**Your tasks**.
1. In the Sezzle charge help text, write out the passage from "If you have" up to and including "apply to your account.", swapping "financial institution" for "bank".
2. Turn the paragraph of the Sezzle charge help text that begins "If you see a charge that is pending" into a short bulleted list that keeps its main facts.

**Text extract**.
— BEGIN —

If you find a charge from Sezzle that appears to be incorrect, there are a few things to look at to help determine what's going on.
Is the charge pending?
Pending charges appear differently on your bank account or card statement than a posted transaction. These are often called "authorizations" or "preauthorizations" and are not necessarily the amount that will be charged (or posted) to your account. In some cases, especially for new orders, we may authorize your payment method for the full amount, but the charge will only post for the amount of the specific installment.
If you see a charge that is pending, especially if it matches the order total of a recent order, we recommend waiting a few days for the charge to finalize - typically, this happens within 3 business days, though usually sooner. This process is entirely automatic, and not something that we're able to expedite.
If you have further questions about how authorizations or pending charges work, we recommend reaching out to your financial institution, as they'll be able to best explain how those terms apply to your account.
Is the charge labeled as "Sezzle"?

— END —

**Supplied records**.
— BEGIN —

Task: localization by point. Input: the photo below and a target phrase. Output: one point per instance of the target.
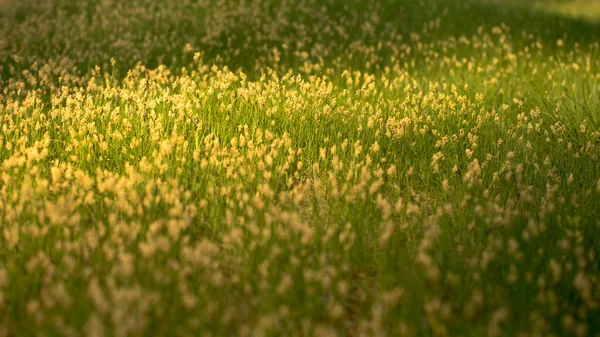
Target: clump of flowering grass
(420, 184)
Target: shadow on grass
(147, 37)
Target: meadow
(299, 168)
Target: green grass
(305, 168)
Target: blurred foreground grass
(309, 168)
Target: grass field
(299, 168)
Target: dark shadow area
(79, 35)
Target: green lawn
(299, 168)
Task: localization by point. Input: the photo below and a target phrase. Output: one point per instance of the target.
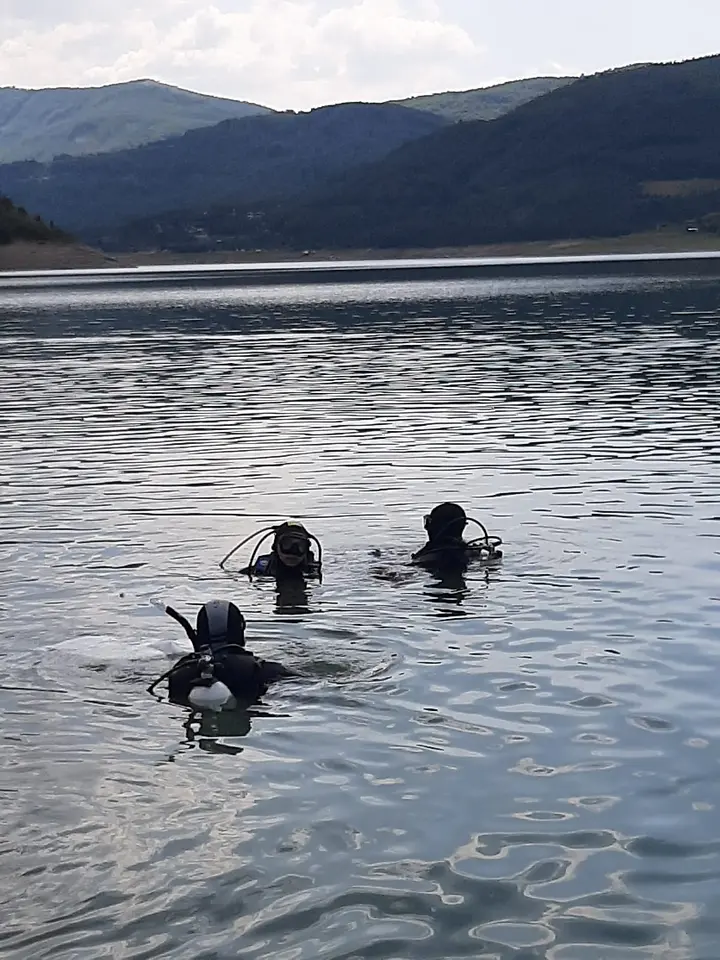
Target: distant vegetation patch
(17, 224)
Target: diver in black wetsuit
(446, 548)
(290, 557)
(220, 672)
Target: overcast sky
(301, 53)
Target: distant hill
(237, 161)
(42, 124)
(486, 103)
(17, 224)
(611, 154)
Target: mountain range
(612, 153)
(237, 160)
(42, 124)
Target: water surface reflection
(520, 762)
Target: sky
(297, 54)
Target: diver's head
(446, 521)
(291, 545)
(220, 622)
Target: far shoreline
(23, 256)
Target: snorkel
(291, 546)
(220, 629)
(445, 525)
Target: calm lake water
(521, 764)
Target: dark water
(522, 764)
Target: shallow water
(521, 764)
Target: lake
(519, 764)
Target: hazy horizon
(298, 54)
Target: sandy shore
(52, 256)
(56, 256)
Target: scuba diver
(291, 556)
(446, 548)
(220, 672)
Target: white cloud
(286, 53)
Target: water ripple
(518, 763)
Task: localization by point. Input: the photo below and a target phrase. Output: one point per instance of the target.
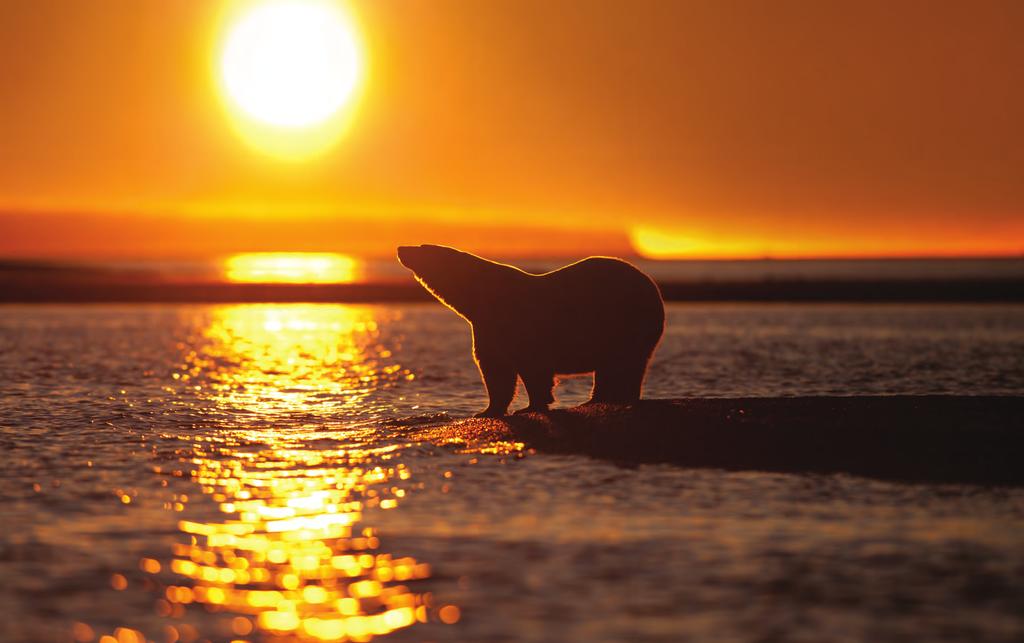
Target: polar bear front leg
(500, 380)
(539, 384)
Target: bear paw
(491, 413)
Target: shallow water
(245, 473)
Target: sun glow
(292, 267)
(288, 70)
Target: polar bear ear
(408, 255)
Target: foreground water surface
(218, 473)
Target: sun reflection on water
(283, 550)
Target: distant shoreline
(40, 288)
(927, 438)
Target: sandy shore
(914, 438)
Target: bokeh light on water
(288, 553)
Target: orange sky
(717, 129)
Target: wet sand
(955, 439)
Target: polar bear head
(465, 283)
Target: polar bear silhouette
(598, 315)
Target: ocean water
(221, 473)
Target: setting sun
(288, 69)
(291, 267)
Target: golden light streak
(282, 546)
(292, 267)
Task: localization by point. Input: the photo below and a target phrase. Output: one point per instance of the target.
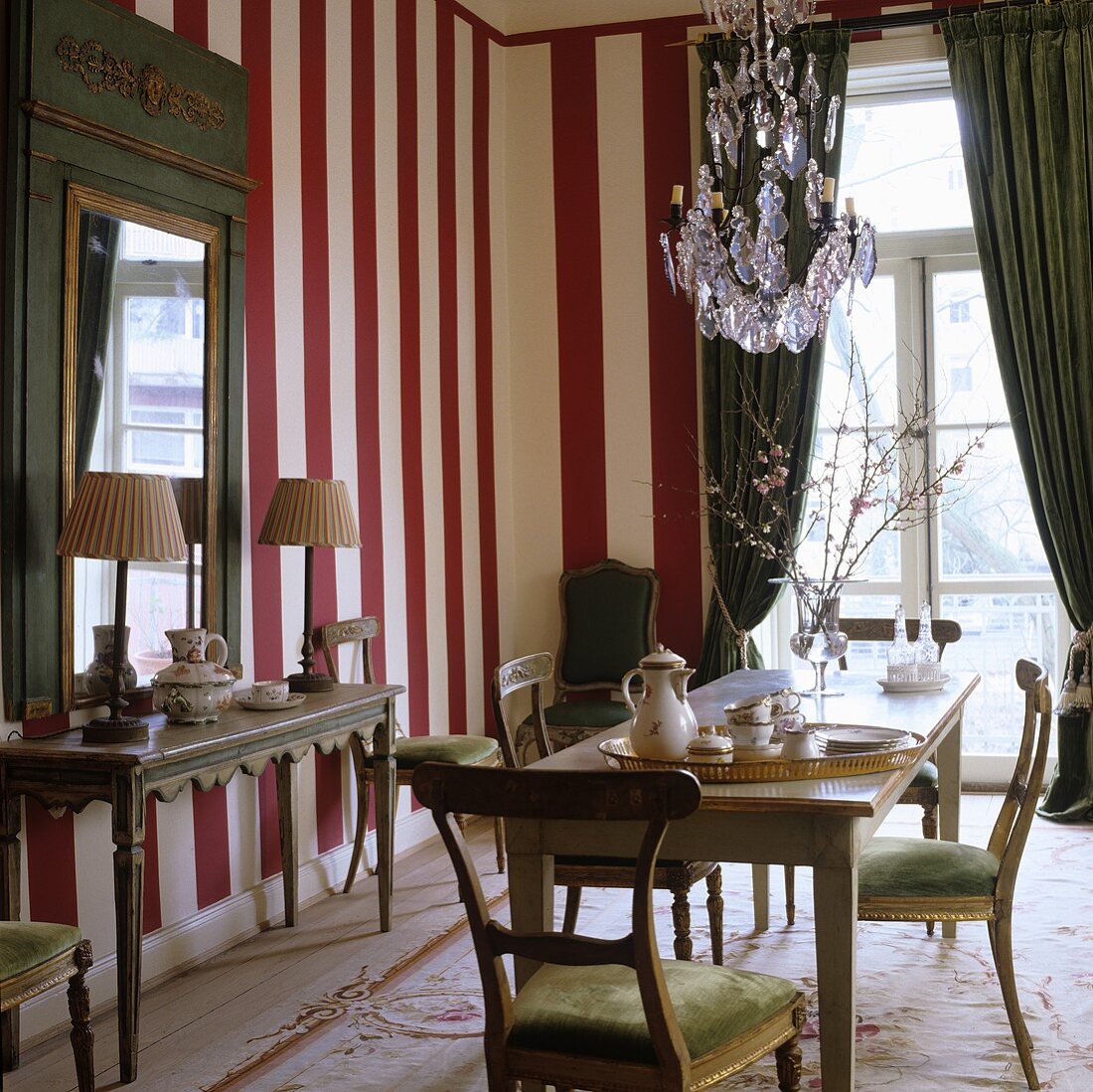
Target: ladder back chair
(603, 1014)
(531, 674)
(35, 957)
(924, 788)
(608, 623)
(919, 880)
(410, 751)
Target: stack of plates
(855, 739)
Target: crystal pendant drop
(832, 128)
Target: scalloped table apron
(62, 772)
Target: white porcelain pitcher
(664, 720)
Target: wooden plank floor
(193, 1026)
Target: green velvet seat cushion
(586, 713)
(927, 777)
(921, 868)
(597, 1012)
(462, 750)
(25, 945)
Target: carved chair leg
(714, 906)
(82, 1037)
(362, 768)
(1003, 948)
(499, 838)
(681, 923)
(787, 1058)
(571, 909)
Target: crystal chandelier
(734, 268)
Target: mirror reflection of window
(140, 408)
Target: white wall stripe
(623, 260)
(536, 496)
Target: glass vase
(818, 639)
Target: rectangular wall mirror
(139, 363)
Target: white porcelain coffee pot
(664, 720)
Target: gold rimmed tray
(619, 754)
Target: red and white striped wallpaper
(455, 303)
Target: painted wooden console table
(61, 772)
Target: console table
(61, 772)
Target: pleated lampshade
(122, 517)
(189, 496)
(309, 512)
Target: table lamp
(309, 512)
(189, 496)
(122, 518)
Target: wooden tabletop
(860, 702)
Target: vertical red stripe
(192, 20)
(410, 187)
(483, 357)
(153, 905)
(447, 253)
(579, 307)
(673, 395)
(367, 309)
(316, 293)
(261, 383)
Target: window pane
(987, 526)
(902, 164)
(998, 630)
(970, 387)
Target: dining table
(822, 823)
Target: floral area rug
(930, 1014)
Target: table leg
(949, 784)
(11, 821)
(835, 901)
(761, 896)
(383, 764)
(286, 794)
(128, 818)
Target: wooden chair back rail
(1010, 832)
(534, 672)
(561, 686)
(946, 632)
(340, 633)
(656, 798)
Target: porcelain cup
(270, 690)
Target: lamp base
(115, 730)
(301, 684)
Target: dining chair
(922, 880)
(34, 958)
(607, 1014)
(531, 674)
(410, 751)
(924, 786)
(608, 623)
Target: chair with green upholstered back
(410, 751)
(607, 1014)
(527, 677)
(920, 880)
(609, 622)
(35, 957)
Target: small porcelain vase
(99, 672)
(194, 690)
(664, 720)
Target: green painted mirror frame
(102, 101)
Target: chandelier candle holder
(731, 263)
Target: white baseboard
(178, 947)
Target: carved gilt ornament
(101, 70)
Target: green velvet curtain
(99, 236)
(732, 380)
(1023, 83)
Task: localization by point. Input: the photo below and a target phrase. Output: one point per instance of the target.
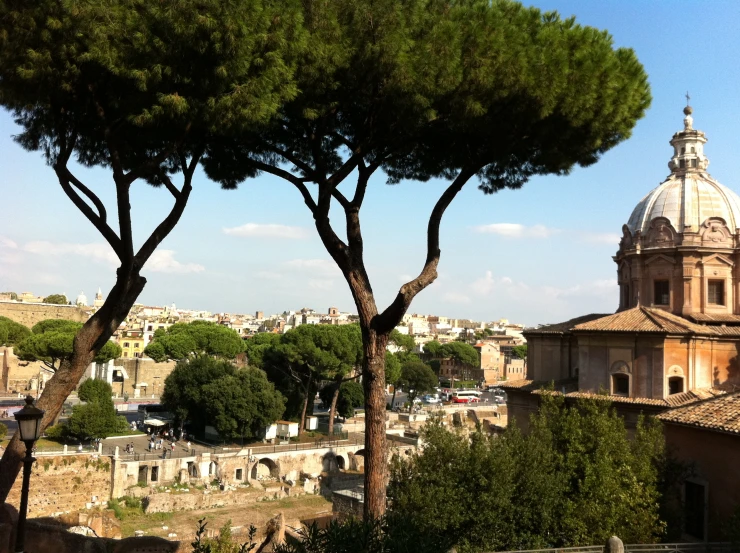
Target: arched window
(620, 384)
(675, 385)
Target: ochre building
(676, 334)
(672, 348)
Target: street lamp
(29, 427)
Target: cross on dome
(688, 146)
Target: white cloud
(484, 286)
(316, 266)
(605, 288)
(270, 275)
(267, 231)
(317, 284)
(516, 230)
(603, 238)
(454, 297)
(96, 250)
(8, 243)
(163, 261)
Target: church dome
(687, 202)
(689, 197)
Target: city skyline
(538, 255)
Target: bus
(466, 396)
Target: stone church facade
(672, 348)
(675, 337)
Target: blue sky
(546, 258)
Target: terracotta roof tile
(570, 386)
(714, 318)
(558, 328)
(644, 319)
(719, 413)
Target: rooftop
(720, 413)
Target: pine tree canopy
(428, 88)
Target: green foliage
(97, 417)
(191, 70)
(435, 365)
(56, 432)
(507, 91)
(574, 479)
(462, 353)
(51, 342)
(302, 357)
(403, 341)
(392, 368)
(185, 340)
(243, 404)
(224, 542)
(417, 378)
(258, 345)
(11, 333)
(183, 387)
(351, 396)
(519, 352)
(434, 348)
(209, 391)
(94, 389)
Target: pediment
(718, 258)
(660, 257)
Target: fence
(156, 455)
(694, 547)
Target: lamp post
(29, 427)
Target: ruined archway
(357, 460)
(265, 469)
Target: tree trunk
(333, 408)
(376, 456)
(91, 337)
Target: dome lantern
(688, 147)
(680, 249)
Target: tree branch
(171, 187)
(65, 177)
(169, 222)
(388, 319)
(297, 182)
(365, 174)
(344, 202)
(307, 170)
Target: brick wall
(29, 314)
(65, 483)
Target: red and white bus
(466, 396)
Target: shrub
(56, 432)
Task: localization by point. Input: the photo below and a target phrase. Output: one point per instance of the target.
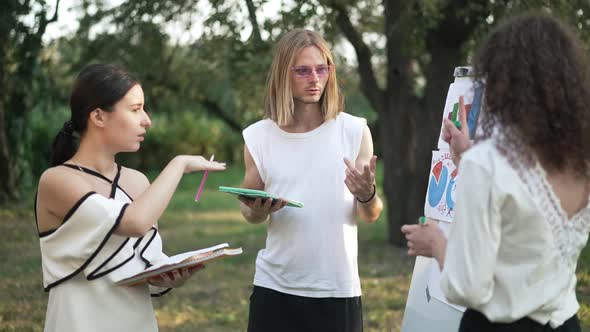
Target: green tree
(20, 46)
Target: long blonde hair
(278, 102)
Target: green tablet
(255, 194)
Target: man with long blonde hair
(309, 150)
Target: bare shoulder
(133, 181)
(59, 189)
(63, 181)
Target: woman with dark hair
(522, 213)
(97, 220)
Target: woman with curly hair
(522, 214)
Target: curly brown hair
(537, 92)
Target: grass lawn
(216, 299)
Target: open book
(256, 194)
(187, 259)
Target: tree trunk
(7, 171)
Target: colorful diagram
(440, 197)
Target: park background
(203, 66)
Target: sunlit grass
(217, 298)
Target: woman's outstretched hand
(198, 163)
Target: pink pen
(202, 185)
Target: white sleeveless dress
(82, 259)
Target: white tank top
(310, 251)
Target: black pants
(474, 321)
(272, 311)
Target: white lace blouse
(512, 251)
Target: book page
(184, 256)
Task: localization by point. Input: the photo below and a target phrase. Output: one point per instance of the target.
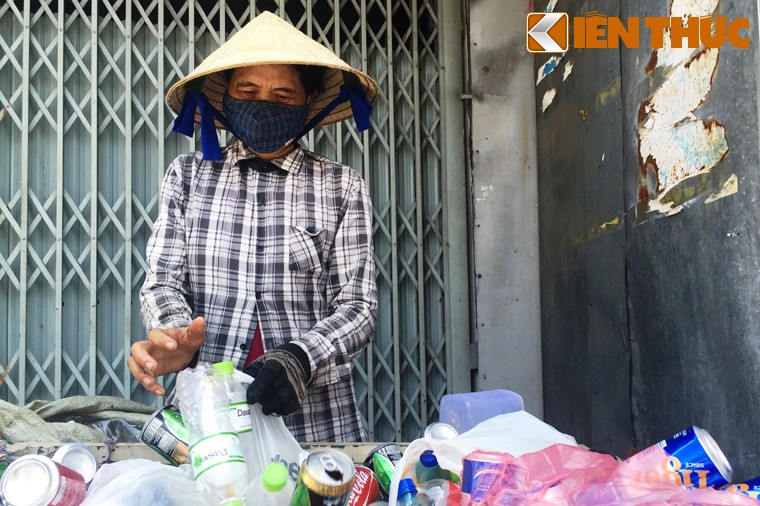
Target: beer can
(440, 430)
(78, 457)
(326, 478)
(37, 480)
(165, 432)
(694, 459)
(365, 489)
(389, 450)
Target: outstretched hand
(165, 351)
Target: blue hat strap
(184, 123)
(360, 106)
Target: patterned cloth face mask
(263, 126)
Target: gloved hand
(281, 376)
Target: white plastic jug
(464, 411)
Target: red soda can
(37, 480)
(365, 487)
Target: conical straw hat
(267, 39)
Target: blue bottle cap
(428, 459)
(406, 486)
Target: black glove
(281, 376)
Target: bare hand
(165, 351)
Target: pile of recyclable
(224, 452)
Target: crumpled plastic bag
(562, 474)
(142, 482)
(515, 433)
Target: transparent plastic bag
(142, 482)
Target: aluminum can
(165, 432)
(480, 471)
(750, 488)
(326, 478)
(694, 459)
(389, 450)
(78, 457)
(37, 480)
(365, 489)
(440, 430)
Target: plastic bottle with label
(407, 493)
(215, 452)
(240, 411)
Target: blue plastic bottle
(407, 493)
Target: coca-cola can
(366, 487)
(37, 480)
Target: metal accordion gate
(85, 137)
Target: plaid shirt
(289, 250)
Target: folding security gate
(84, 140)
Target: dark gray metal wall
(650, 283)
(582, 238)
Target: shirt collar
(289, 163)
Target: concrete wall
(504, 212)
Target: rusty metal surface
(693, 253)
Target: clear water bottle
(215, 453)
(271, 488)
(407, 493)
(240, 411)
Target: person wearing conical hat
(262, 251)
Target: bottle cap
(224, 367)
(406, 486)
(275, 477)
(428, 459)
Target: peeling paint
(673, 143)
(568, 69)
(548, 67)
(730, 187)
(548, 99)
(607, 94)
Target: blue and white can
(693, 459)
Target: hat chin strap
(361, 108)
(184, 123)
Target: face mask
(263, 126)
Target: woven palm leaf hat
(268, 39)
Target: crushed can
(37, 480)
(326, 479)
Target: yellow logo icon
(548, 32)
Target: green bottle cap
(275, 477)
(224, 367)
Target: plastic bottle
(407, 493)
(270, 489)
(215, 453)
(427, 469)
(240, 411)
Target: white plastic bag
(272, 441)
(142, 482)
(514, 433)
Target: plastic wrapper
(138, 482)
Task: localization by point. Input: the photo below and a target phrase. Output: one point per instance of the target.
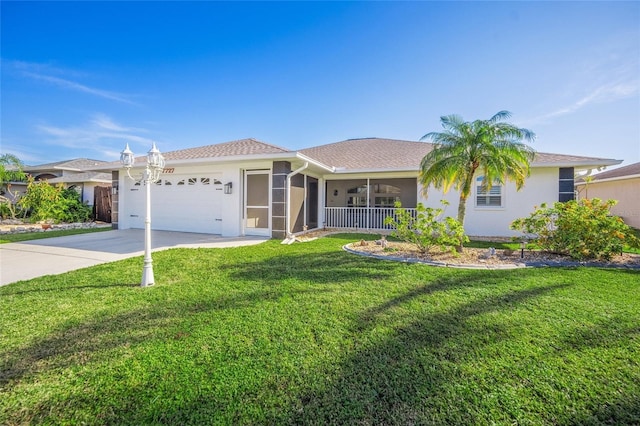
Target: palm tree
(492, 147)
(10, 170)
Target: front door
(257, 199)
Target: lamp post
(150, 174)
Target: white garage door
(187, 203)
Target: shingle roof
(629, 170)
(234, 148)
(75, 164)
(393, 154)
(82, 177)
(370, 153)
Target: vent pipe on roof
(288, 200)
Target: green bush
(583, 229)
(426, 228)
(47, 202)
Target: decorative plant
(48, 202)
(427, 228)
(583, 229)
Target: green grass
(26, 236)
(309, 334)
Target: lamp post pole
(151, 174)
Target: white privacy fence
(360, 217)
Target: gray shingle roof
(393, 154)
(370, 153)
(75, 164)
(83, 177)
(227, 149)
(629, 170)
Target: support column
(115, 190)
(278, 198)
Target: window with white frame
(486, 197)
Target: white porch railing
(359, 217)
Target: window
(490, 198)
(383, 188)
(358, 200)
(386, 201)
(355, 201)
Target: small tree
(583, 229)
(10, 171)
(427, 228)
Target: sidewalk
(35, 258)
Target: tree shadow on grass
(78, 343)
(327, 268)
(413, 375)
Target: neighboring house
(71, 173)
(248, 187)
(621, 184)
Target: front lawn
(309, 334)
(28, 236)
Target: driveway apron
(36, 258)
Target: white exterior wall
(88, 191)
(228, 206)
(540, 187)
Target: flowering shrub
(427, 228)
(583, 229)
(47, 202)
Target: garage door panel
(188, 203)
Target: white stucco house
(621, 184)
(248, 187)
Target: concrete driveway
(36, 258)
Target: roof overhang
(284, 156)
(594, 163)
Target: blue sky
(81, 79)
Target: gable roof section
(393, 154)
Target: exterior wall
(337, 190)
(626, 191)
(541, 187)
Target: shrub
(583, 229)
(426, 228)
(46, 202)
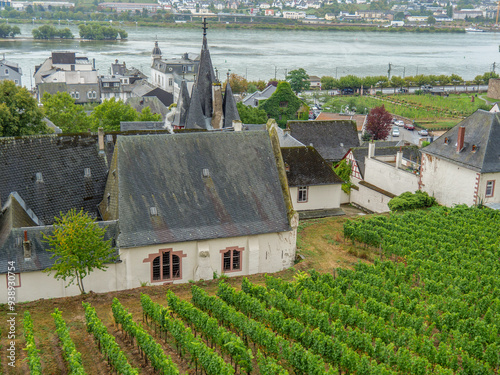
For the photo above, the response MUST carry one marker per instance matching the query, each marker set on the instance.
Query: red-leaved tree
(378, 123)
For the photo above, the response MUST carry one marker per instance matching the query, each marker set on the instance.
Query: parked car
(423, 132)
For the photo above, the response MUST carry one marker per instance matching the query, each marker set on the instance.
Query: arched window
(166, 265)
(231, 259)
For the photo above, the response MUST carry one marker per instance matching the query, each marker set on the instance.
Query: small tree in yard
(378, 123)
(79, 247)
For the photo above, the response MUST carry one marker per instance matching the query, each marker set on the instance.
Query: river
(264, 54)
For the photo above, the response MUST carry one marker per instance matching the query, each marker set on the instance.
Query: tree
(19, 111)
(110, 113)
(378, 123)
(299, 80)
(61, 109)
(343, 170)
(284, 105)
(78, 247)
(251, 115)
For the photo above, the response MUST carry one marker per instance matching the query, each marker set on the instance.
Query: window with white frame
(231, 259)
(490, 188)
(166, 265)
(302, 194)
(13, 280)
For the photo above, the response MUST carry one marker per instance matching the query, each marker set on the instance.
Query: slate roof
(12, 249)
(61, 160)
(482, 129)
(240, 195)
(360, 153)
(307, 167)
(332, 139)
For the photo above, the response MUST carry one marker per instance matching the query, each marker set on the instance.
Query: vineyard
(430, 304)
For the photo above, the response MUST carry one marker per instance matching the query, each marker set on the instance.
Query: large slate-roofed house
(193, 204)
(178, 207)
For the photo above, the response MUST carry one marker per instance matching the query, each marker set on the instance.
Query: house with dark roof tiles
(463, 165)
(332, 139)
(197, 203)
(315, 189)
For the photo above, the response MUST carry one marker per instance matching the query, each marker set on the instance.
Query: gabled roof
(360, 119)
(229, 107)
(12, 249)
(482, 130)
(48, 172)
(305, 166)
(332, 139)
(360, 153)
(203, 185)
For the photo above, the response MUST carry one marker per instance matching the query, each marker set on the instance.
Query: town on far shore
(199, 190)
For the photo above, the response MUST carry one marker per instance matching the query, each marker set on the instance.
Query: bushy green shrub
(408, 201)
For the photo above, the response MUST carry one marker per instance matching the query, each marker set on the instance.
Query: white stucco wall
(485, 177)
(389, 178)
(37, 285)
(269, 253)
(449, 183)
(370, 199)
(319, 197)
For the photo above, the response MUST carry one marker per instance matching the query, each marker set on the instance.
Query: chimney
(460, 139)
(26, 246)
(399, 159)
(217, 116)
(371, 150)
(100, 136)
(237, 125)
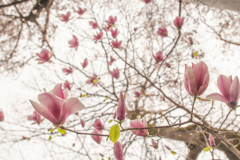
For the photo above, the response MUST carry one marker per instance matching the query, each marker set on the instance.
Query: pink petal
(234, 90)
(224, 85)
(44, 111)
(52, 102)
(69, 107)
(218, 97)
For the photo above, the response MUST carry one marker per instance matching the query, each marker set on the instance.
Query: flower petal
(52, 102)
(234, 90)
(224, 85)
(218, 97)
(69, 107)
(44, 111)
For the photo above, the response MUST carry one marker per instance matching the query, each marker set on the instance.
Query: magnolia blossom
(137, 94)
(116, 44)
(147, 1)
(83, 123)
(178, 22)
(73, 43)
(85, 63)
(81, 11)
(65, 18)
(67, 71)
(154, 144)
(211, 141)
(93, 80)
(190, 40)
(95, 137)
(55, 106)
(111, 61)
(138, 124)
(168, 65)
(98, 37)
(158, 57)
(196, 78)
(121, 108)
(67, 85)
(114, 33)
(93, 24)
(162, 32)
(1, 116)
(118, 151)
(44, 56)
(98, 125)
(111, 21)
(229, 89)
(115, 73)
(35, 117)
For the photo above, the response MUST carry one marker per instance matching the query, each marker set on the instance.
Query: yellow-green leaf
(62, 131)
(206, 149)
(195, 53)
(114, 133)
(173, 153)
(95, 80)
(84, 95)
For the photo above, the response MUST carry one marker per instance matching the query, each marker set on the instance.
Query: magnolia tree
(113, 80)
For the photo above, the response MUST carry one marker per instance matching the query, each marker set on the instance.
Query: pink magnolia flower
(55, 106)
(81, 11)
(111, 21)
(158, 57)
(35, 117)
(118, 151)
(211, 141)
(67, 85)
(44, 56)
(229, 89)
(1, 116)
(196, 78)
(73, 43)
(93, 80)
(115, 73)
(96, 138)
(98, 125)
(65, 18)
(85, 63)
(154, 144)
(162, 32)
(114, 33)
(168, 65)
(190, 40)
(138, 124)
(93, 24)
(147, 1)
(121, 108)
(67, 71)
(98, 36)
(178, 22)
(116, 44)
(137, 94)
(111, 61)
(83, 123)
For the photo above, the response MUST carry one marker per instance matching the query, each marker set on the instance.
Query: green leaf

— END —

**Full answers**.
1.
If you have further questions about how authorizations or pending charges work, we recommend reaching out to your bank, as they'll be able to best explain how those terms apply to your account.

2.
- If a charge is pending, especially one matching a recent order total, wait a few days for it to finalize.
- This typically happens within 3 business days, usually sooner.
- The process is fully automatic and cannot be expedited.